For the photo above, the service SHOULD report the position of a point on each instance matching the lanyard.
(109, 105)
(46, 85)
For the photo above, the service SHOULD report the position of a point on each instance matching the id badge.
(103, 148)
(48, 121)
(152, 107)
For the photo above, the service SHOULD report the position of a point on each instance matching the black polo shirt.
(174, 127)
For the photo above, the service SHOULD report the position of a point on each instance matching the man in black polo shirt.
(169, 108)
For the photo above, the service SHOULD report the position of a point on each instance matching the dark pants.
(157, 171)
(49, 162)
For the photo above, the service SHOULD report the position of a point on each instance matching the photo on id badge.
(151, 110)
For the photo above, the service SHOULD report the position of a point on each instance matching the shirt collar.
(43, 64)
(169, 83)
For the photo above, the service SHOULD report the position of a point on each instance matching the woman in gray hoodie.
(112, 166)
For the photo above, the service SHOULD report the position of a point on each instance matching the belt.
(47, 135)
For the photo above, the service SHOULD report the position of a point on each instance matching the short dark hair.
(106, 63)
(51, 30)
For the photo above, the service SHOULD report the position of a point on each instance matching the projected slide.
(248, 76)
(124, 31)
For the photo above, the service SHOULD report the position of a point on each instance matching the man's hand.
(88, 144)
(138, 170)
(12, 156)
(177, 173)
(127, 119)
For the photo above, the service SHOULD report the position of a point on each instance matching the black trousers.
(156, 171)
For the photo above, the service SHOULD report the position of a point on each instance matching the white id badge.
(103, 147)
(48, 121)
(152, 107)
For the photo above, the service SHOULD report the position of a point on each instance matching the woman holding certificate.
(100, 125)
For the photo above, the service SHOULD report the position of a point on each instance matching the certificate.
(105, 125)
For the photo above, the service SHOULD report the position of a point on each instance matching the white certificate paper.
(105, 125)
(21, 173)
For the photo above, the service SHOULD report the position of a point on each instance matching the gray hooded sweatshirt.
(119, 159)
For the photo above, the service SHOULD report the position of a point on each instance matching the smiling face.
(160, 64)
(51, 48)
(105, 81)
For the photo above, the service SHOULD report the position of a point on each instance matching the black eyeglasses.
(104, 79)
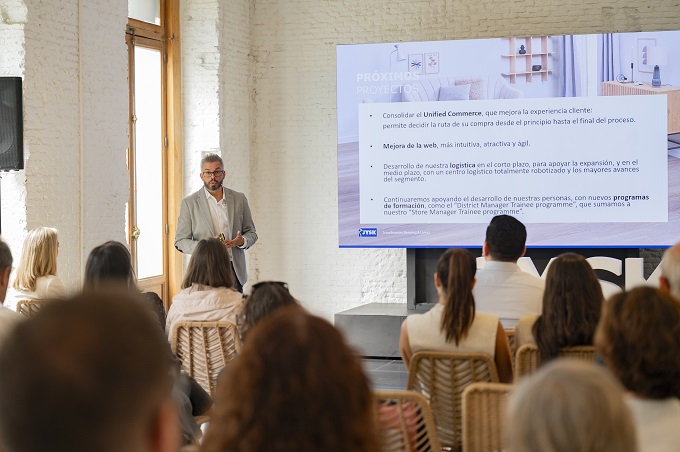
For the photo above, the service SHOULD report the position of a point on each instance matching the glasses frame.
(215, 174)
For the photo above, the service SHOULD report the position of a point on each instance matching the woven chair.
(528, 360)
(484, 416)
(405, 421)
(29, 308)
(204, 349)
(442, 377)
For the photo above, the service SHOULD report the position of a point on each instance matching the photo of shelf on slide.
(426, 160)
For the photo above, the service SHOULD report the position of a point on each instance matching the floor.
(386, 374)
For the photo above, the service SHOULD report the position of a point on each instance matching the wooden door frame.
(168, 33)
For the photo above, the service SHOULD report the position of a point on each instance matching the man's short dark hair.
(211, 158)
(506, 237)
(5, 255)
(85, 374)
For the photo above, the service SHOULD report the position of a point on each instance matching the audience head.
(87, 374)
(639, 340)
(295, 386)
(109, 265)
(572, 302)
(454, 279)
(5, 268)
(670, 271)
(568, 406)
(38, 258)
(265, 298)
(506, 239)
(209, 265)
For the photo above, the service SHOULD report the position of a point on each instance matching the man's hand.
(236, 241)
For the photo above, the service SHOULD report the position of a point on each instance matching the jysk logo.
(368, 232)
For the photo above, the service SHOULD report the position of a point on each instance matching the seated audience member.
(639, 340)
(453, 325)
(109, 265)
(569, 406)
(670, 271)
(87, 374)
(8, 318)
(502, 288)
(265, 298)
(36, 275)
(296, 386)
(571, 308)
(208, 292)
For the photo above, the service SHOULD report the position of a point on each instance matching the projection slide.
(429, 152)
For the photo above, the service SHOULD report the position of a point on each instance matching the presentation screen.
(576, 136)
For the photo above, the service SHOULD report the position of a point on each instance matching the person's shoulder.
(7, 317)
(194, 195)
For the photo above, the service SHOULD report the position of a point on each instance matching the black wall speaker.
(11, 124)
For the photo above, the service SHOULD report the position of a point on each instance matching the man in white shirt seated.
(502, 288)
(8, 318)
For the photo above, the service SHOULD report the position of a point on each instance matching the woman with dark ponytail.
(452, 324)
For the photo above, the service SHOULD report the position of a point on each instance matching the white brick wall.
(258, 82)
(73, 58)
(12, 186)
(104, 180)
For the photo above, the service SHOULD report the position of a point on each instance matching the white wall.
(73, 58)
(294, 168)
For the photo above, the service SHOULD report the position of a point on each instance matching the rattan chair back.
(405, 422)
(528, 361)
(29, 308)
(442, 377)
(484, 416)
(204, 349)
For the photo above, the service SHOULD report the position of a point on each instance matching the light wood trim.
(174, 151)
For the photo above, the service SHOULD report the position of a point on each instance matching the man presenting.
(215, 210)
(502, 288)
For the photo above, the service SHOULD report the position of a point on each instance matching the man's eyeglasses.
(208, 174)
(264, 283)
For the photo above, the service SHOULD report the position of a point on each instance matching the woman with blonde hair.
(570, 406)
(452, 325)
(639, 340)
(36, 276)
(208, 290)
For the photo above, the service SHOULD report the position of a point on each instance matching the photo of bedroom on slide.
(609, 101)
§
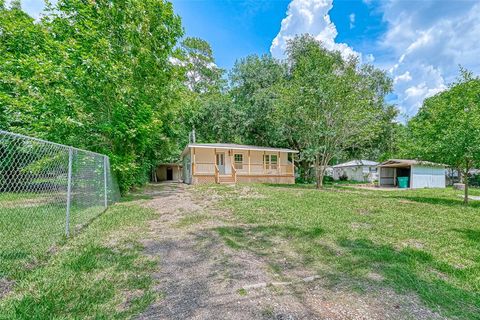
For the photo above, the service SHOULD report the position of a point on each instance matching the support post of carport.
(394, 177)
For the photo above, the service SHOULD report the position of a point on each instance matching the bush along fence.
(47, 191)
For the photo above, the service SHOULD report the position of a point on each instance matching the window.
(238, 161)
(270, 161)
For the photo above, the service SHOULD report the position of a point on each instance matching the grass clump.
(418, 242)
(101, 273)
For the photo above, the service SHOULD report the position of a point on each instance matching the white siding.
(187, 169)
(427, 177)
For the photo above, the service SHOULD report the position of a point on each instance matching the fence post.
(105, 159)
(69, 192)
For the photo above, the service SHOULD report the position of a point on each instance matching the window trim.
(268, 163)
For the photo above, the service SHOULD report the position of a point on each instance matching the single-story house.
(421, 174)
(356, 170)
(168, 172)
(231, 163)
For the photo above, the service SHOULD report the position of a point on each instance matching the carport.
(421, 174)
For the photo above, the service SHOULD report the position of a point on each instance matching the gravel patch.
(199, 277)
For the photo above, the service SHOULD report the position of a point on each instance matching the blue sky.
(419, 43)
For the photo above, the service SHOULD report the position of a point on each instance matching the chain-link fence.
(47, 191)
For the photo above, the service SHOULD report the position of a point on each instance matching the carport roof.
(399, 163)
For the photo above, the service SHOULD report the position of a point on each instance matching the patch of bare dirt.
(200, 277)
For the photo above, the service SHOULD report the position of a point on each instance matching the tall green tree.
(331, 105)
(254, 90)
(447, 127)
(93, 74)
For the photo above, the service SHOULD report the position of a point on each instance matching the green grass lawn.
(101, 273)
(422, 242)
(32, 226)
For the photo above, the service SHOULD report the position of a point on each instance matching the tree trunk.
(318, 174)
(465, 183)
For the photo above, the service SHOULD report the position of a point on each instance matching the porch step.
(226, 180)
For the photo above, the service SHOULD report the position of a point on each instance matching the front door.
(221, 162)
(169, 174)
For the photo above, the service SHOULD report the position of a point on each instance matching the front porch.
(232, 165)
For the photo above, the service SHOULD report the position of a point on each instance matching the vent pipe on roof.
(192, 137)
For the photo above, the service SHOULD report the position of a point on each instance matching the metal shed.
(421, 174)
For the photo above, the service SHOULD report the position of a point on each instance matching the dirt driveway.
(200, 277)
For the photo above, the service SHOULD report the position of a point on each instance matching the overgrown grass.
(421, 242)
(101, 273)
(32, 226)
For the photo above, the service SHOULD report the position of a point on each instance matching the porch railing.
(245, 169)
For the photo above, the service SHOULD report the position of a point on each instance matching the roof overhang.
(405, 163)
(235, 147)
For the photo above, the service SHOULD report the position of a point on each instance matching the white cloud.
§
Search the listing above for the lines with "the front door." and "the white cloud.", then output those lines and all lines between them exactly.

For the photo above, the service SHOULD report the position of a point on each instance matching the front door.
(221, 162)
(169, 174)
For the photo above, the service SHOULD report the position of a point on each instance matching the front porch.
(232, 165)
For the photo above, the service SHOULD report the position of a point on each instance matching the vent pipe on roof.
(192, 137)
For the photo above, the service SHOULD report the position of a point on each instance matching the metal shed.
(421, 174)
For the photo above, the service SHOULD report the position of a point on each instance matching the dirt driveway.
(200, 277)
For the photo above, the service SHOULD report the position of a point on each instance matching the overgrown grass.
(421, 242)
(101, 273)
(32, 226)
For the photo above, the service SHOULD report the position of a point on each instance matching the porch railing.
(245, 169)
For the photo above, the service SHOULD report the position of a point on each instance matching the roof overhang.
(405, 163)
(235, 147)
For the photo above, the service SHOULD report the position of a point on each instance matching the white cloud.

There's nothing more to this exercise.